• Set task
Output an exact reproduction of the data.

## START

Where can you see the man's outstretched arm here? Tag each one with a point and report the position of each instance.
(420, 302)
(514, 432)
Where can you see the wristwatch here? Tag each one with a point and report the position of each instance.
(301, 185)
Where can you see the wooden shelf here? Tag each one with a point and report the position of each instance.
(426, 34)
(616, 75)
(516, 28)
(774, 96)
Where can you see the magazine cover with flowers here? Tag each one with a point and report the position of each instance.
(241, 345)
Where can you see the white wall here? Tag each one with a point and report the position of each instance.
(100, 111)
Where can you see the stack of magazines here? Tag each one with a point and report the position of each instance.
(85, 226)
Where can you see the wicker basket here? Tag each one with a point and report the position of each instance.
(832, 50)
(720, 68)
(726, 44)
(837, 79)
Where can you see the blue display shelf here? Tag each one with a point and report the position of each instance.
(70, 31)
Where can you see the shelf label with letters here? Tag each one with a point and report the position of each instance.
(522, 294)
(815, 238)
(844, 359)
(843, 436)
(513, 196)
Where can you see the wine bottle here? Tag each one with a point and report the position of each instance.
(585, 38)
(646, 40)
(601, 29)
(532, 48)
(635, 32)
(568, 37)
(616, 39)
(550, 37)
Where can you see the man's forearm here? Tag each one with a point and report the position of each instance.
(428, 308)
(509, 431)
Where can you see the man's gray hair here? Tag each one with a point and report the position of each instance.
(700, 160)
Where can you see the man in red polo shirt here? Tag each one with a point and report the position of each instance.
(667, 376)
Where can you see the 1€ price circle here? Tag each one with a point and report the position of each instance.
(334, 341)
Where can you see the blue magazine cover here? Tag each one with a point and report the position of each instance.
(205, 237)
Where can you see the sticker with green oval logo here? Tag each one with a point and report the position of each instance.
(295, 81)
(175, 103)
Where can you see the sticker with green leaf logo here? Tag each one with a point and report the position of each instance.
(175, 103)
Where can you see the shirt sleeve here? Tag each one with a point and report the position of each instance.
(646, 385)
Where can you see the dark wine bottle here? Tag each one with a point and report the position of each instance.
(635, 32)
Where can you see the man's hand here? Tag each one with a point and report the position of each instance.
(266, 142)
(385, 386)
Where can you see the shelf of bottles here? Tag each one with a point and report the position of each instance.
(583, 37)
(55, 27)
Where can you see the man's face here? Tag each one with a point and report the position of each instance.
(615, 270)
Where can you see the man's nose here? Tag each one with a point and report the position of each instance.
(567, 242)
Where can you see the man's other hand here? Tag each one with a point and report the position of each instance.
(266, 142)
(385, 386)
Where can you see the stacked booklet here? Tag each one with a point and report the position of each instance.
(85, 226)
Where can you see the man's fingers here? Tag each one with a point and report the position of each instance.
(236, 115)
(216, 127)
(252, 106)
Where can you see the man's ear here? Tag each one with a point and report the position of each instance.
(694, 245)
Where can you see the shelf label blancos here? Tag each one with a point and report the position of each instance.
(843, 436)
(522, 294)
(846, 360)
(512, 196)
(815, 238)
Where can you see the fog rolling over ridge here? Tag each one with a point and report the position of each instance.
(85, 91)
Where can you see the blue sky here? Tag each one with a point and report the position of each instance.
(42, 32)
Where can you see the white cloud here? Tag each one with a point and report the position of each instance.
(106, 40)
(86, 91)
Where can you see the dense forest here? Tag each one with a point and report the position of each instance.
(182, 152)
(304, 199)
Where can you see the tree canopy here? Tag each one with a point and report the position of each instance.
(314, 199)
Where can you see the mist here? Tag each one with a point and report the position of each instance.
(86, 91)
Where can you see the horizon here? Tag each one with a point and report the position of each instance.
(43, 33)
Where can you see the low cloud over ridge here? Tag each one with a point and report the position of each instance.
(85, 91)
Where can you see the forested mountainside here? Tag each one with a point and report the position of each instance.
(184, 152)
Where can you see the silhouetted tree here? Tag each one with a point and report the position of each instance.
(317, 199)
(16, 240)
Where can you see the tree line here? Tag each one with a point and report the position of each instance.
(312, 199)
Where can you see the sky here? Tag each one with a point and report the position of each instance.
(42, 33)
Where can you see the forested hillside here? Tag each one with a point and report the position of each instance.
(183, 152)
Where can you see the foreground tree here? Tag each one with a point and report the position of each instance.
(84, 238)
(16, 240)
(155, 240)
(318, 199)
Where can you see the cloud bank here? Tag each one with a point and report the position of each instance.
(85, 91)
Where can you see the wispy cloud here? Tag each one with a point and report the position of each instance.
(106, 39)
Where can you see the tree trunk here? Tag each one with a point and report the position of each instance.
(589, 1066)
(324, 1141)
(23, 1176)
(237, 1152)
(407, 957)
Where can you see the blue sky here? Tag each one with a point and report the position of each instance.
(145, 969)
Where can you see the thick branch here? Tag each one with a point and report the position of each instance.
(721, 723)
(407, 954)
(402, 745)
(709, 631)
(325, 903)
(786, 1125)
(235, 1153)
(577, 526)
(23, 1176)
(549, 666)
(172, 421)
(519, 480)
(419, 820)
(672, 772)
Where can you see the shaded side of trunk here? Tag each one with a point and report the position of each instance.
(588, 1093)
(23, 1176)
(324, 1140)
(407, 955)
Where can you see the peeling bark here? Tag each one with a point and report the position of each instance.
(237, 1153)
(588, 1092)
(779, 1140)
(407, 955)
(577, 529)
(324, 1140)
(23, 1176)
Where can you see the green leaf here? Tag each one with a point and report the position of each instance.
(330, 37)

## END

• Reply to the exercise
Where can you see the man's outstretched arm here? Tag each one with a point and report the position of each instance.
(420, 302)
(514, 432)
Where can you see the wristwatch here? Tag each one with a point and report the position of each instance.
(301, 185)
Where can you see the wooden shelf here? Tag each one with a point and report the position of each instance.
(426, 34)
(616, 75)
(516, 28)
(774, 96)
Where can you see the magazine cover with flowers here? Tag each one with a point and report the position of each instance.
(241, 345)
Where can you see the white wall here? Tag each one with a point and report the position of each instance.
(100, 111)
Where can you see the stack of magazines here? Tag each one with a point and report the position of each instance.
(85, 226)
Where can you see the wicker basket here? Tag each one with a point and report the position of each instance.
(832, 50)
(720, 68)
(726, 44)
(837, 79)
Where can you see the blue display shelf here? Tag each one with a point and report the position of each instance.
(70, 31)
Where can you see the shelf label with letters here? Tag each one with a point and report the position of each instance.
(522, 294)
(815, 238)
(844, 359)
(843, 436)
(513, 196)
Where can you see the wine bottle here? Tag each one with a point and report the position of each instance.
(585, 38)
(646, 40)
(601, 29)
(532, 48)
(635, 32)
(568, 37)
(616, 39)
(550, 37)
Where can you see the man's forearm here? Tag each one with a point and report the position of each instance.
(428, 308)
(509, 431)
Where can you see the man's gray hair here? Tag each one with a point and report the position of each instance.
(700, 160)
Where can you see the man in red polo shirt here? Tag each one with a point and report the position of each instance.
(667, 376)
Where can you see the 1€ price circle here? Tag each one with a point and report the position of each instance.
(334, 341)
Where can you see the blue magazine cover here? Tag each one with a point and report the position of each instance.
(205, 237)
Where can you see the sticker with green oval logo here? Tag each one with a point and report the position of each instance.
(295, 81)
(175, 103)
Where can you see the sticker with green leaf logo here? Tag each one with a point and report the position of each instance.
(175, 103)
Where can you see the shirt sleeve here? Tag each one with a point and report the position of each instance.
(646, 385)
Where can you see the dark wine bottle here? Tag each one with a point and report the position of each instance.
(635, 32)
Where can you see the man's hand here? Tag each one with a point and report the position of each instance.
(266, 142)
(385, 386)
Where can you see the shelf of bottles here? Tag each one with a point and report the position of each instance.
(583, 37)
(55, 27)
Where can you see the man's face here? Tag each one with a point and report the position of each instance.
(615, 270)
Where can you see the man's nose here? Tag each one with a point and report the position of each instance.
(567, 242)
Where can you see the man's other hand here? Tag each one with a point and report the position of each instance.
(266, 142)
(385, 386)
Where can you see the stacked booklet here? Tag each one with a point and report the position of each instance.
(85, 226)
Where can you see the man's fingers here? Tag each one with a point and report the position of each instance.
(236, 115)
(216, 127)
(252, 106)
Where can you see the man's ear here? Tag each one with a point and report the position of each instance.
(694, 245)
Where can you see the shelf label blancos here? Tag each one with a point and report the position of each instance.
(843, 436)
(522, 294)
(846, 360)
(512, 196)
(815, 238)
Where can you see the fog rolling over ridge here? Tag each one with a point and report the position of each instance.
(85, 91)
Where can you see the blue sky here? Tag each one with a point and report the position of each instance.
(42, 32)
Where can you see the white cloud here? Tag each one with a point and report the position of each instance.
(106, 40)
(86, 91)
Where can you see the dense forest here? Tag each one with a point and report the position of each instance.
(182, 152)
(304, 199)
Where can you see the tree canopy here? Tag each one with a point and report the position of each instance.
(314, 199)
Where can you see the mist here? Tag each one with a point and report the position of each instance.
(86, 91)
Where can you see the horizon here? Tag each one with a point and report the position of each instance.
(43, 33)
Where can you see the low cloud over ridge here? Tag each one with a point and report the position of each instance.
(85, 91)
Where can you see the forested mountainside here? Tag each one with a point and report the position of each instance.
(184, 152)
Where can you see the silhouetted tree here? Tag each one with a point and report the position of each instance.
(317, 199)
(16, 240)
Where can you see the tree line here? Tag each one with a point and report the position of each instance.
(312, 199)
Where can you see the sky here? Tag each one with a point and report the position of each instance.
(42, 33)
Where can you see the forested hillside here? Tag each one with a point and report the position of each instance.
(183, 152)
Where can you see the foreground tree here? Tag each one with a point and report the position of each instance.
(84, 238)
(16, 240)
(155, 240)
(318, 199)
Where can you see the cloud bank here? Tag each one with a point and report the position of each instance.
(85, 91)
Where can you see the wispy cloud here? Tag each one with a point and report the position of each instance.
(106, 39)
Where can you see the tree trunk here? Tag each one with a point and report the position of each instance.
(589, 1066)
(324, 1141)
(23, 1176)
(237, 1152)
(407, 957)
Where can you see the blue sky here? Tag each one with a point and report the position of each instance.
(145, 969)
Where can you see the thick branch here? Tag each one with a point and report the position of each instance.
(721, 723)
(407, 954)
(402, 745)
(709, 631)
(325, 903)
(786, 1125)
(235, 1153)
(577, 526)
(23, 1176)
(549, 666)
(172, 421)
(519, 480)
(419, 820)
(672, 772)
Where can you see the shaded side of trunk here? Tag each one with a point and report the position of each instance.
(588, 1093)
(23, 1176)
(324, 1140)
(407, 955)
Where can you see the peeling bark here? Tag each one with a point and report the position of each instance.
(237, 1153)
(588, 1092)
(779, 1140)
(407, 955)
(577, 529)
(324, 1140)
(23, 1176)
Where can you see the green leaf here? Tag each one with a point and report the position of each instance.
(330, 37)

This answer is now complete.